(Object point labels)

══════════════════════════════

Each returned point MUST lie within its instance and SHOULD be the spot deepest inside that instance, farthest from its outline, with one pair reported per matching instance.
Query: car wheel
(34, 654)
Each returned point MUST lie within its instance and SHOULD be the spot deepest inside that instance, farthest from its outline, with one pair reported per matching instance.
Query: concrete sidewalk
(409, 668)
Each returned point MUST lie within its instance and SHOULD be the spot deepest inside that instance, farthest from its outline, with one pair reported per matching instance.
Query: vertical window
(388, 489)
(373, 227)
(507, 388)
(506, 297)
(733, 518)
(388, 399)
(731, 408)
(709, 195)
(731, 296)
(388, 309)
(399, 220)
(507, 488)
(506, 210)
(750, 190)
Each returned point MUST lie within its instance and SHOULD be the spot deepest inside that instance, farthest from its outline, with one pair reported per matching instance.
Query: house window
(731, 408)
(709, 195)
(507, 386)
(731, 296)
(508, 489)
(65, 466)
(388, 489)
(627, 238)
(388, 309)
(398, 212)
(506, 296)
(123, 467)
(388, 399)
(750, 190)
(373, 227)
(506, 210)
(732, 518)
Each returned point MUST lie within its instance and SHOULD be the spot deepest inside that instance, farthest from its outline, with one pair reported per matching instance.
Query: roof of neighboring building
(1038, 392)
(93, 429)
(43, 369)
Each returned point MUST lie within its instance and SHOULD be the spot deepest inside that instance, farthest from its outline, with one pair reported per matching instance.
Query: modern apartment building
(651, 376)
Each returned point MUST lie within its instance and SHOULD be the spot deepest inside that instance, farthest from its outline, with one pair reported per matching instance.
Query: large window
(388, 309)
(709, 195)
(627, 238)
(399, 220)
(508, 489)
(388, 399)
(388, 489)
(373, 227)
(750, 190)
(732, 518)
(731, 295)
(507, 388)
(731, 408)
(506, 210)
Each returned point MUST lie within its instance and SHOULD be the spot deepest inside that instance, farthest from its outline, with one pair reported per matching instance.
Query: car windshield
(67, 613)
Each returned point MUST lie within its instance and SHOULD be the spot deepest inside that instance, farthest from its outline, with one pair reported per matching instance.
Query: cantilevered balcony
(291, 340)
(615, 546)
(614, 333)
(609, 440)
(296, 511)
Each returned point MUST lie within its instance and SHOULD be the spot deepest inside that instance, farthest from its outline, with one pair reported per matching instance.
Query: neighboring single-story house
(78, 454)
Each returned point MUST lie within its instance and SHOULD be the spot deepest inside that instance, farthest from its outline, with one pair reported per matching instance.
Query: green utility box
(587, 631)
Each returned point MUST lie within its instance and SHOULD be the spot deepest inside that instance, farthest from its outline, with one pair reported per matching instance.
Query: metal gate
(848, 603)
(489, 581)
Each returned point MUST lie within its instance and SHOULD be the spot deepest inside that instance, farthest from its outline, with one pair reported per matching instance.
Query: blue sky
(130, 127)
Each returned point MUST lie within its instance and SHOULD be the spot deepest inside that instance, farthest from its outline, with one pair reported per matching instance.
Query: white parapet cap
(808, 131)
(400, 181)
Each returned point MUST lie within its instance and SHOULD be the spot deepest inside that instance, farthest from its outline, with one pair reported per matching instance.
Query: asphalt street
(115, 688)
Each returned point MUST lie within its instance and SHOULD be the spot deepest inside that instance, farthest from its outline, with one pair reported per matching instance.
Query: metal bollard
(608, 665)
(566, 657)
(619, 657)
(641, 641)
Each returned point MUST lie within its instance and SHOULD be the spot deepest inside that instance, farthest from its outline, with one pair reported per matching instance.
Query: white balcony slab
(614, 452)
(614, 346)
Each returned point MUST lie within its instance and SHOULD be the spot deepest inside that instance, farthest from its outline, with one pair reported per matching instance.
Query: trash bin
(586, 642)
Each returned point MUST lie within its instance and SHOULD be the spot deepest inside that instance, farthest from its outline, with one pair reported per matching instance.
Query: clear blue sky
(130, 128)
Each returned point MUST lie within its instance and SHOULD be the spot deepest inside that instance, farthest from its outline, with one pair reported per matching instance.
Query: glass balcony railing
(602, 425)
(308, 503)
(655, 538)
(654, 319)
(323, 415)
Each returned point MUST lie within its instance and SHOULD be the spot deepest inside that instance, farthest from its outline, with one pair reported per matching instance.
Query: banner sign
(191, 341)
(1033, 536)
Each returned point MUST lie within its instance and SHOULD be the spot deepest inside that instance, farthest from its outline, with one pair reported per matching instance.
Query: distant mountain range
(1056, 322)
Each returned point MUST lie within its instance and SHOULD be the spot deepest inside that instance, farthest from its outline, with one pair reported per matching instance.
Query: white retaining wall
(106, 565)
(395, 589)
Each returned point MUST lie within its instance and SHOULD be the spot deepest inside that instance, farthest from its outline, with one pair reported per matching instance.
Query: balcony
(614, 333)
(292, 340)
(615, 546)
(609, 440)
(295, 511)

══════════════════════════════

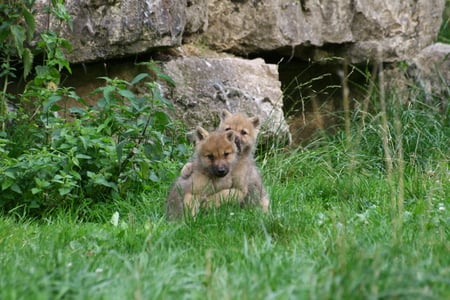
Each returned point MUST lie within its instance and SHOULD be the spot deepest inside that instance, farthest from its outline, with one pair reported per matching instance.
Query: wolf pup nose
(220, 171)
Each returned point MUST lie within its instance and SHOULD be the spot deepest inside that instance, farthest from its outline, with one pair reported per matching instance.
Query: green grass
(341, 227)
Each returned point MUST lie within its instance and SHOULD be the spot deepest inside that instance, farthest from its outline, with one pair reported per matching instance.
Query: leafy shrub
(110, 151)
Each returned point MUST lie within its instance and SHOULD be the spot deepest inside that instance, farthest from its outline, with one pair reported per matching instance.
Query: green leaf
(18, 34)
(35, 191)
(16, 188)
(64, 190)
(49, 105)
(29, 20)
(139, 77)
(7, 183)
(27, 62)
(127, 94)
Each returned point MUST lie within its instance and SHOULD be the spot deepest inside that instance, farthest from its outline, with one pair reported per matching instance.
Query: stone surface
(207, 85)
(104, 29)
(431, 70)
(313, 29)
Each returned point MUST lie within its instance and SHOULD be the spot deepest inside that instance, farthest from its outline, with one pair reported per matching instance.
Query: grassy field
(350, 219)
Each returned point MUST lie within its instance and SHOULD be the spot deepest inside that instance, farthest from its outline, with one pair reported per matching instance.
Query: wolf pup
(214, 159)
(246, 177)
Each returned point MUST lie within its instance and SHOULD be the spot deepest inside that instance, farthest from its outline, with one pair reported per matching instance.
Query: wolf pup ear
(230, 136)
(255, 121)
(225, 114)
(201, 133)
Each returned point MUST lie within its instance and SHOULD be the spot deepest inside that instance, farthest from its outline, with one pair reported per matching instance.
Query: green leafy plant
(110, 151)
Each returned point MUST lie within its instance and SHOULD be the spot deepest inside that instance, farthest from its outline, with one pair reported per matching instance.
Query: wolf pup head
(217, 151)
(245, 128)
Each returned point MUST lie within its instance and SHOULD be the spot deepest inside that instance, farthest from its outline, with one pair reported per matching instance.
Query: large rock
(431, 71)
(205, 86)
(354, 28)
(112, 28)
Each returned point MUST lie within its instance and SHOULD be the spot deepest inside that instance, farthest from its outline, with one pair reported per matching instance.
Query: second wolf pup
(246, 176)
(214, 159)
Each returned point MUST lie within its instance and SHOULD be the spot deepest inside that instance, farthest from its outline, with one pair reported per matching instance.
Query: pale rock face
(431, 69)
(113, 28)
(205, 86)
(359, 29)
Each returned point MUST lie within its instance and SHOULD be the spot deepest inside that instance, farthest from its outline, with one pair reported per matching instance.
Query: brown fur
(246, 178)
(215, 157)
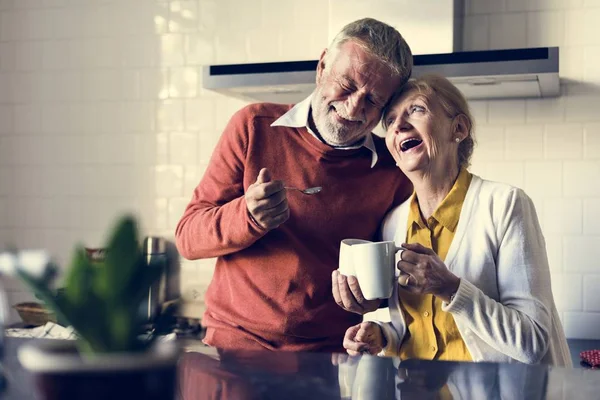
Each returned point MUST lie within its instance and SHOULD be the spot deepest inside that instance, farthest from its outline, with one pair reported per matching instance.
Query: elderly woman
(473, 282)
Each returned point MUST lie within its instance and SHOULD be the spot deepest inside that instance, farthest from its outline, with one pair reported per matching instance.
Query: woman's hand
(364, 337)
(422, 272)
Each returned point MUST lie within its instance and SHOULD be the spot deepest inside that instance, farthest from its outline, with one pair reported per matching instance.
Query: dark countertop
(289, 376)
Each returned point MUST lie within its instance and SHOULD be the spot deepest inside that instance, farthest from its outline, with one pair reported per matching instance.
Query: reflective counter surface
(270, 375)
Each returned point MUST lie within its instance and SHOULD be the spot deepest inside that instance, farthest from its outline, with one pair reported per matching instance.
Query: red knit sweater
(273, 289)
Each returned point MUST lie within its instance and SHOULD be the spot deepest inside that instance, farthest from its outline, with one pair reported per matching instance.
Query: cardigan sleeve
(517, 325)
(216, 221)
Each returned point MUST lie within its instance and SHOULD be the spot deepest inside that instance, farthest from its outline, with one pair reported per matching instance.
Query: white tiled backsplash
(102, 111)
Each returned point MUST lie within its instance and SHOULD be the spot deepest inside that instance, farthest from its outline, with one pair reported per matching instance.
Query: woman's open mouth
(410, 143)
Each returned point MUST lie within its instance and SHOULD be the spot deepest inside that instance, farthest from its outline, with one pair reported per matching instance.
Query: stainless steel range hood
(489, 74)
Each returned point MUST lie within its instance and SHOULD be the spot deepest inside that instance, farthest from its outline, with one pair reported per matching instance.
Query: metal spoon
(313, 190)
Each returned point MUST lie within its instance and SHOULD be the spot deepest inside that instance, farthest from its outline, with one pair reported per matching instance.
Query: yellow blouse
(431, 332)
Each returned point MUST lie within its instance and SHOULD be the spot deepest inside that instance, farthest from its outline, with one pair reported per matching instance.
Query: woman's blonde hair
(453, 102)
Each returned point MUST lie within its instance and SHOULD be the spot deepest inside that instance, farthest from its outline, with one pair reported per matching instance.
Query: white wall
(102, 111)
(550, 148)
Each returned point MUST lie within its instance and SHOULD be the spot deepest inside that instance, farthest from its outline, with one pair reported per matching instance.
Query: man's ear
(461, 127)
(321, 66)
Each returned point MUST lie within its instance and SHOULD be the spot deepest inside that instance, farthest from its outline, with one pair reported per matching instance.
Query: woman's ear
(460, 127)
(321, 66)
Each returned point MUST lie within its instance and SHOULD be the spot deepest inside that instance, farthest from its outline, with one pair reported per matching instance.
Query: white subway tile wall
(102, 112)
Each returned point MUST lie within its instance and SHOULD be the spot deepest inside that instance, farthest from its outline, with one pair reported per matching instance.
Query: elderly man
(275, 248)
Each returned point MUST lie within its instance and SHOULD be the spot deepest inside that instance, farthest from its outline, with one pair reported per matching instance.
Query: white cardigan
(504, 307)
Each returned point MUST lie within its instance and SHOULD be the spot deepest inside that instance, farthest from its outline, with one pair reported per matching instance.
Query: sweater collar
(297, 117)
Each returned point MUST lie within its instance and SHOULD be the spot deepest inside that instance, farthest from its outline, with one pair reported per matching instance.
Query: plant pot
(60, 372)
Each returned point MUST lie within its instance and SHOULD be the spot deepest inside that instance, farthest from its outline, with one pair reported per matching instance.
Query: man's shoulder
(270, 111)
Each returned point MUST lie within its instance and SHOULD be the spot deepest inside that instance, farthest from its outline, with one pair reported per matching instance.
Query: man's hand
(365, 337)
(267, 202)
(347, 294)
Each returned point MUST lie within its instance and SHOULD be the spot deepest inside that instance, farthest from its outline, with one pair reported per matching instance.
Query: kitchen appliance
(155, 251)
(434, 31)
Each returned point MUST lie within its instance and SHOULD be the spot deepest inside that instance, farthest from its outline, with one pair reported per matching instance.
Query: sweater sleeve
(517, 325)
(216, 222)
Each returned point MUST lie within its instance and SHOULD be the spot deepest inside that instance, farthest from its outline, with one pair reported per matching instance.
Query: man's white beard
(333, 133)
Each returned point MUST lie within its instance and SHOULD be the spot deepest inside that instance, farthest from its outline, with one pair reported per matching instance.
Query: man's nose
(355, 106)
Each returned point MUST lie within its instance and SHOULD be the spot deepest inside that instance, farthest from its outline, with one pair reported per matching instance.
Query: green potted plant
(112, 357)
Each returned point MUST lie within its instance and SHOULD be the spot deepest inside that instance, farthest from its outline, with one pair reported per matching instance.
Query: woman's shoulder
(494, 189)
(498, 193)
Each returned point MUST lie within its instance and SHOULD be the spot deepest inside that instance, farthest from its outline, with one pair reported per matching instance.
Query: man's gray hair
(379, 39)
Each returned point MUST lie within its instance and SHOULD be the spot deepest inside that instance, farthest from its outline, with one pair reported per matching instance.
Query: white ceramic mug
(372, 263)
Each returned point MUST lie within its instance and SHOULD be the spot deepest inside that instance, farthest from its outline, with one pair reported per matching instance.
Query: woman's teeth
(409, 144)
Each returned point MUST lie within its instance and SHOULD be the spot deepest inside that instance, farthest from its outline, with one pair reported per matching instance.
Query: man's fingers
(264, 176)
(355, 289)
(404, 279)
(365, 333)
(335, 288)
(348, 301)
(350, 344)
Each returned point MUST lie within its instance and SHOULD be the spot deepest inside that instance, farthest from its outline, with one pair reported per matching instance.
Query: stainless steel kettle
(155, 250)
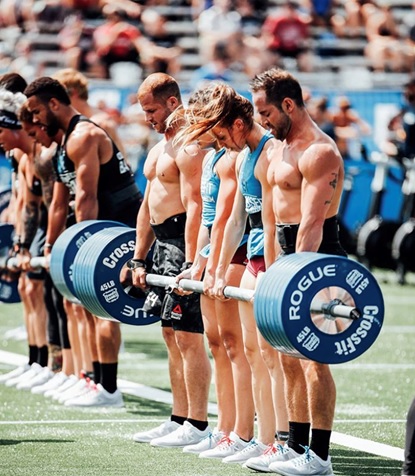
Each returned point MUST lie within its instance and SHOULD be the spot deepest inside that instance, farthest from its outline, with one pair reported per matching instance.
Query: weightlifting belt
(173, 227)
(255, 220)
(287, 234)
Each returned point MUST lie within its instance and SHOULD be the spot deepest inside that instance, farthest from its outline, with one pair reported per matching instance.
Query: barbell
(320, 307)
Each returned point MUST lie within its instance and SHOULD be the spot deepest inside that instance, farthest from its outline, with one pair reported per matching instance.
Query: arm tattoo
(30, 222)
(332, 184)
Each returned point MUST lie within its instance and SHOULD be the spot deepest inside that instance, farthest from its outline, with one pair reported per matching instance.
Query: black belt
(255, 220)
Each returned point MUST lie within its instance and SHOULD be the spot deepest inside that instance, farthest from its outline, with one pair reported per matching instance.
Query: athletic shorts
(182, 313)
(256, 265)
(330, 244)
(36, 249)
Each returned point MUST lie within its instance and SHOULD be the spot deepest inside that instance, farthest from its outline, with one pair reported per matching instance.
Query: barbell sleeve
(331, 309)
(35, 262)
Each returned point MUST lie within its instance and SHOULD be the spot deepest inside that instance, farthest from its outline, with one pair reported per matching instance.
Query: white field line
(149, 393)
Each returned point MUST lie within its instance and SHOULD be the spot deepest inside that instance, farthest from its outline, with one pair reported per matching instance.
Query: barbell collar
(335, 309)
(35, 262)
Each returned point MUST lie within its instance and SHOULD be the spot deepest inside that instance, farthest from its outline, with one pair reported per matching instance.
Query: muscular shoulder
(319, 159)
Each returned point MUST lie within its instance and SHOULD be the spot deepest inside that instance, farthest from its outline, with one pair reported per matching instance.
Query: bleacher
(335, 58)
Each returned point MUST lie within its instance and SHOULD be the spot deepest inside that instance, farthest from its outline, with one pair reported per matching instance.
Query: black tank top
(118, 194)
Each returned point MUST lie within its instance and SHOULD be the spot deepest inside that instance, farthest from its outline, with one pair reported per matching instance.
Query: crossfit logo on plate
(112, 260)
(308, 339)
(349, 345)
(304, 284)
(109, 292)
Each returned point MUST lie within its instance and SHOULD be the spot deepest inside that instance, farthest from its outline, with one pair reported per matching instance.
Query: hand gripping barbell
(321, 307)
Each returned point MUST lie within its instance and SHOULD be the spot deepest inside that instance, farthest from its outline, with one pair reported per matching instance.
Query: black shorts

══════════════════════════════

### YOUR TASK:
Find every line in the records above that contains the word "plant" and copy each of those lines in full. Matching is case-sensitive.

### SOLUTION:
Query: green leafy plant
Query: plant pot
Query: green potted plant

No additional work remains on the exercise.